Problems:
[1] Put the sentence "The bands around it are wagon wheel rims." from the millstone forum thread below into Spanish.
[2] Transcribe the passage of the millstone forum thread below starting at "He had what" and ending at "doesn't see this.".

Document extract:

━━━━━━━━

# I just it was cool



## OsiaBoyce (Apr 13, 2007)

I saw the building this was housed in probably 40 years ago when I was seven. It had done fell in is about all I remember. A friend moved near the spot a while ago and he was telling me about some big gears. I rembered the spot and found this being the building had done rotted away. I was informed this was not what he was talking about. The rest of the running gear was someplace else,he took me to see it. Had to have this cut me a road to it, built me a scaffold around it, dug under it. chain falled id up, set it on some skids and dragged it out. Planned to drag it 3 miles home. Bad idea. Put in on a trailor and dumped it here. The bands around it are wagon wheel rims. Seems it had cracked and this was used to hold it together. 5 ft. across and 1 ft. thick. And I got to thinking and this is what happened. Just finnished it. Got to show somebody have no neighbors. Oh yea now I done pissed a couple of people cause they said they wanted it. After it done sat there how long?


----------



## OsiaBoyce (Apr 13, 2007)

And while I had the bricks I finished this project today also....well almost. Now Paula can get her flowers in it.


----------



## huffmnd (Apr 13, 2007)

That is really nice!!! All I have to say about those people that wanted it........................TOUGH LUCK!!!


----------



## OsiaBoyce (Apr 13, 2007)

And while I was toteing off millstones I figured I'd get the foundation stones and make some steps. Why go to Lows or Home Depot?


----------



## tazmainiendigger (Apr 13, 2007)

Nice artsy stuff Pat! That what I do, play for a liv'n  and have fun for profit![] Taz


----------



## epgorge (Apr 13, 2007)

Really nice rock work Osia, Send us a pic when the flowers are up. Where you at the midwest?

 Hey Taz,
 I noticed you said you worked on high towers. Ever work for Don Precott the Tower King? He use to brag he had erections all over the Northeast. Maine too!

 Joel


----------



## huffmnd (Apr 13, 2007)

He had what all over the Northeast?


----------



## capsoda (Apr 14, 2007)

Very nice work Pat. I love it and will make sure that the wife doesn't see this.


----------



## bubbas dad (Apr 14, 2007)

isn't that a mill stone from a grist mill? it makes a nice center peice for your yard.


----------



## whiskeyman (Apr 14, 2007)

━━━━━━━━

Supplied information:
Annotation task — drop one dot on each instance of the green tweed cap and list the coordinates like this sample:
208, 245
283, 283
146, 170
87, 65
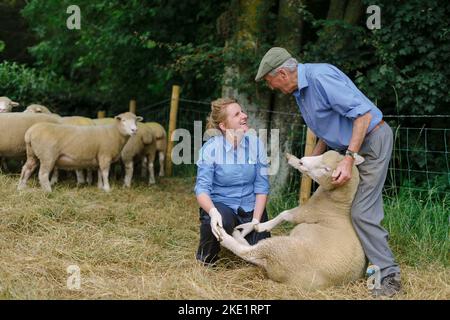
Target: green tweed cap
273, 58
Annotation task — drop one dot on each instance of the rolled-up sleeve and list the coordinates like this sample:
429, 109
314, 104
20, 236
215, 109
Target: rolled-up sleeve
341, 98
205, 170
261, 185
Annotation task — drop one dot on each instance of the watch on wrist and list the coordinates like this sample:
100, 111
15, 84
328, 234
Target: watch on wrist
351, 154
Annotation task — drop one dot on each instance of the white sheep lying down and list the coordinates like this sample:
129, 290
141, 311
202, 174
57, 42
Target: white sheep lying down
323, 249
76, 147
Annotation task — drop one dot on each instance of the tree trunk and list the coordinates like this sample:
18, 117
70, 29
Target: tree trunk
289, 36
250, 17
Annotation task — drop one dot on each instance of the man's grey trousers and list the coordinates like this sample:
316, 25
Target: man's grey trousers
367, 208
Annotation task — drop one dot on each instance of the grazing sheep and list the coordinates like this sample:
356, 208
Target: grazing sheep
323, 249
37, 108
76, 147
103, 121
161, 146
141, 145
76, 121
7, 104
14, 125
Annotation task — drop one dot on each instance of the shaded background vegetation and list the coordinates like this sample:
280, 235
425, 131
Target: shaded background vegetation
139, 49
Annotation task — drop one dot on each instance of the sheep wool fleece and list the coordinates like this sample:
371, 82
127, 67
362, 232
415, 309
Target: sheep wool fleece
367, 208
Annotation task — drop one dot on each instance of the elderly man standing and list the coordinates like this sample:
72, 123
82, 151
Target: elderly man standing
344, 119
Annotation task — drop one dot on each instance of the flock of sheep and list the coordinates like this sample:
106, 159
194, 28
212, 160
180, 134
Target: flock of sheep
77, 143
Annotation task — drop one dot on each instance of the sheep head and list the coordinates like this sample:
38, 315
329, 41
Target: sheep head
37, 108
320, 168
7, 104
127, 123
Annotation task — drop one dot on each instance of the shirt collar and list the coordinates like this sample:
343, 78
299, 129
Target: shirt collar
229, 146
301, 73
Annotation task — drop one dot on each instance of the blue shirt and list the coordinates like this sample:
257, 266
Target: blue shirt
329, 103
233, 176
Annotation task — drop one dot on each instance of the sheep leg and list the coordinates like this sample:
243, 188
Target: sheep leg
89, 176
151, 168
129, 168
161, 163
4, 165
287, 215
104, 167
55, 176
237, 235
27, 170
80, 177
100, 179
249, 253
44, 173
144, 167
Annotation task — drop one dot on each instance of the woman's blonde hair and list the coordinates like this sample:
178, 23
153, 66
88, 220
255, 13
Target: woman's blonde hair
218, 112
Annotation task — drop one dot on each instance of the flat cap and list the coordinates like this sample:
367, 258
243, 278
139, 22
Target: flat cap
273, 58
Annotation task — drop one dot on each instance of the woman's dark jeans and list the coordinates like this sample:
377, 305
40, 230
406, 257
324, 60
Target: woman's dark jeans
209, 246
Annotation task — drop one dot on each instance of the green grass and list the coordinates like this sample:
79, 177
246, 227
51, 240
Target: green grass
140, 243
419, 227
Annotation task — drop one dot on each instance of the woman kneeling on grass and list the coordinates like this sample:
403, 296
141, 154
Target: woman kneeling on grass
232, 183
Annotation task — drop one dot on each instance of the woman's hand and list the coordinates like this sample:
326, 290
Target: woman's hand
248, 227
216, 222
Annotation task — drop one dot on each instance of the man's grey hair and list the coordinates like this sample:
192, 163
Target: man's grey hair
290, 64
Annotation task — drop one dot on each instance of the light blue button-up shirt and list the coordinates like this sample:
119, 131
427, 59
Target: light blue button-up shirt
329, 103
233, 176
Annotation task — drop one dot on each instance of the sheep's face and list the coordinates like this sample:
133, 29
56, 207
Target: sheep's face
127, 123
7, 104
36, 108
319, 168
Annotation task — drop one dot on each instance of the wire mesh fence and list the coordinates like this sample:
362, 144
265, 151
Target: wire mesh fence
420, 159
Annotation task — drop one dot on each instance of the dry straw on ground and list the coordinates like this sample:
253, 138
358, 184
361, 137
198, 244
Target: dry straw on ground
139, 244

━━━━━━━━

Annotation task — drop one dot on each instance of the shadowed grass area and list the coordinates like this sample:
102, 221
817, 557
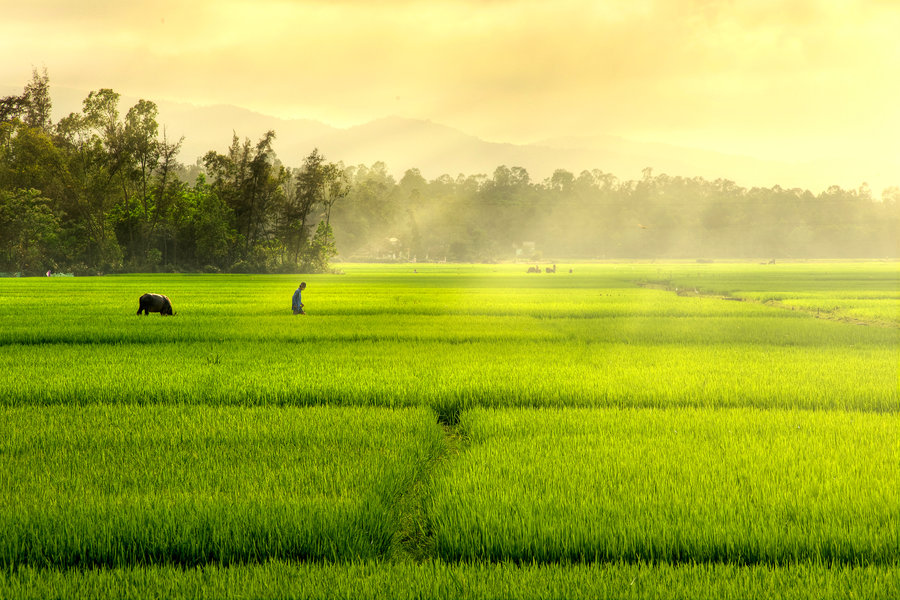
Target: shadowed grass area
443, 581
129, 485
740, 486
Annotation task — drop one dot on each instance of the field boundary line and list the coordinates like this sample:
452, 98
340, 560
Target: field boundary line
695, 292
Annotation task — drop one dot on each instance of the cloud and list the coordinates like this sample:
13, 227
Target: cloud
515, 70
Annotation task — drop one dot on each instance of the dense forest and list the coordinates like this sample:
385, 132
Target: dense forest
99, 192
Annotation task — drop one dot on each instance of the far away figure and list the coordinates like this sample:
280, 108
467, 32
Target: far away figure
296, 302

━━━━━━━━

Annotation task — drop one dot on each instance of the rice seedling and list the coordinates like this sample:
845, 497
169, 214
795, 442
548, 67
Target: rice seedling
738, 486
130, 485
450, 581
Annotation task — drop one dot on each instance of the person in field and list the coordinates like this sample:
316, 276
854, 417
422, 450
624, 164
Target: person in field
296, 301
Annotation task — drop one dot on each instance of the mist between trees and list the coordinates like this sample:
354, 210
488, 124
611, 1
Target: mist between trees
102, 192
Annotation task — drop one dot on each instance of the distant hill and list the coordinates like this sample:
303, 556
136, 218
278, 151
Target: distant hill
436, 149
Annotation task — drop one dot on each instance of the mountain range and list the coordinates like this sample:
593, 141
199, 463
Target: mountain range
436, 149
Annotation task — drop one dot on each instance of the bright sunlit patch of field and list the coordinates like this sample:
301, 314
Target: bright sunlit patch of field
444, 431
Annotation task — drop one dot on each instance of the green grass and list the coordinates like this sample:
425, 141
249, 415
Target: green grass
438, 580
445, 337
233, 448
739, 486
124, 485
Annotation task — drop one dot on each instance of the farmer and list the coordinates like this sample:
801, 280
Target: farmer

━━━━━━━━

Solutions to the problems:
[1] Las bandas que lo rodean son llantas de ruedas de carreta.

[2]
He had what all over the Northeast?


----------



## capsoda (Apr 14, 2007)

Very nice work Pat. I love it and will make sure that the wife doesn't see this.